Trade between forest-bound producers and consumers in markets
that value forest conservation is seen as an opportunity to
stimulate behaviour that conserves forests and brings improved
livelihoods to forest-based people. Forest certification is
an important mechanism of communicating information between
these two groups - producers in tropical countries, consumers
in environmentally sensitive markets - and an indispensable
but not sufficient tool for stimulating trade in such goods.
Specific issues of the trade in tropical timber must be dealt
with by any business (industrial or community-based; conventional
or environmentally/socially sensitive). The commodity is harvested
from natural forest, implying that quality is highly variable
and that the volumes of merchantable timber are frequently
low. The managerial challenges of harvesting and processing
timber in the tropics are high: it is difficult to maintain
high quality standards in remote areas under very difficult
and often dangerous working conditions with a workforce that
has received limited education. This results in low and variable
product quality and irregular supply of timber.
Producing timber implies, more than anything, producing waste.
More than 50-60% of the harvested volume may be lost, wasted,
rejected or consists of useless cut-offs and trimmings, even
before it leaves the sawmill. Only if this waste can be converted
into energy or marketed (requiring nearby markets) this volume
contributes to meeting the costs of forest management. The
timber market is a buyers market - the supply is large and
buyers can impose quality and volume conditions that will
be difficult to meet by many smaller producers. In many cases,
shipments are rejected at the place of destination, when all
costs have already been made.
There are many useful species in the forest that are unknown
on local and, in particular, international markets. Strict
requirements in, e.g. building codes and a general conservativeness
of the market are impediments to introducing these lesser-known
species on the market. For producers it is very attractive
to access markets for new species as it allows higher production
without additional investment in forest area and infrastructure.
Timber scarcity stimulates end users to explore alternative
species. Examples are the (transient) scarcity of certified
tropical timber on the Dutch market, which has provided opportunities
for some companies to introduce lesser-known but certified
species into a hungry market (Mil Madereira) and the proliferation
of the use of lesser-known species on the domestic timber
market in Costa Rica, which followed the strong decline in
forest area available for timber production.
Small-scale producers face the additional difficulty that
they often cannot produce the volumes that are required by
international markets, or that they cannot maintain a steady
flow of it. This problem is not limited to very small community-based
operations, but also to industrial operations, particularly
if the species occur in low density. This impediment can be
avoided by collaboration between producers to meet sales orders,
or, in some instances, by marketing lesser-known species under
trade names of other species with similar wood characteristics.
Most of the value of timber is captured at the downstream
end of the product chain. Raw timber is very cheap, but even
simple processing such as drying, planing or molding may already
add much value. Many strategies to improve the profitability
of the industry include efforts to stimulate value-added downstream
processing. This is the rationale for log export bans that
have been imposed in many tropical countries: by barring log
exports a local processing industry is stimulated, which helps
to increase timber-derived income (and profitability) and
creates jobs. It also floods local processing industries with
large quantities of round wood, which depresses prices for
producers and provides a disincentive for improving processing
efficiency. This is one of the reasons why log bans are gradually
relinquished again. In countries such as Indonesia, log bans
may have contributed to the installation of a very large capacity
of, e.g., plywood mills, far too large to be fed by sustainable
levels of timber supply. These mills thus create a "pull"

Given material:
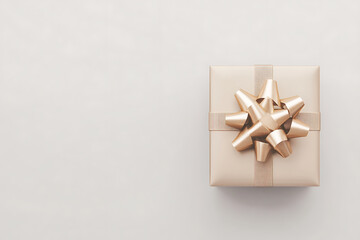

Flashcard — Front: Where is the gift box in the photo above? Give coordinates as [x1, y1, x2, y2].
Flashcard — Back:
[209, 65, 320, 186]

Goal:
Continue the passage on the tropical timber trade from the point where it stops.

Response to this task:
on the forests that is already leading to their degradation
(and to log imports to feed the mills).
A producer problem that is related to this is that few processing
plants are installed on the basis of an adequate insight in
the extent of the resource. Too often, inventory is seen as
an unnecessary burden rather than a tool to collect information
about the volume and quality of produce to be had from a concession
or property. Processing plants represent large investments
for forest producers of any scale (whether this is a mobile
sawmill for a community or a highly sophisticated veneer plant
for a multinational enterprise) and must be used at maximum
efficiency if it is to recover the investment. Overdimensioned
plants (or "poor resources", as this problem is
usually phrased) thus exert a large and unsustainable demand
on the resource and, eventually, the viability of the business
itself.
Developing trade on the basis of culturally or environmentally
labelled produce in community-based businesses poses many
additional challenges over trade conducted by businesses.
Ground-breaking (but controversial) work was conducted by
Cultural Survival on developing business from NTFP's. Other
examples include small community based trade in certified
timber (e.g. SWIFT, work in Guatemala) and the work that was
conducted by the Biodiversity Conservation Network to test
hypotheses about the conditions under which community-based
enterprises can lead to conservation.
The principal lessons from this work are summarised below:
Lessons Learned from Projects Aimed at Marketing Forest Products
Produced by Indigenous Peoples
| 1. Land and
resource rights are essential to income generation and
conservation. |
| 2. Community
resource inventories (e.g., not only products but also
skills and capital) are essential in order to decide which
products to bring to market. |
| 3. Start with
products that are already being produced so there are
local markets as well as local familiarity with the product.
Most products will always be sold on local or regional
markets. |
| 4. Capture the
value that is added as the product moves through the market.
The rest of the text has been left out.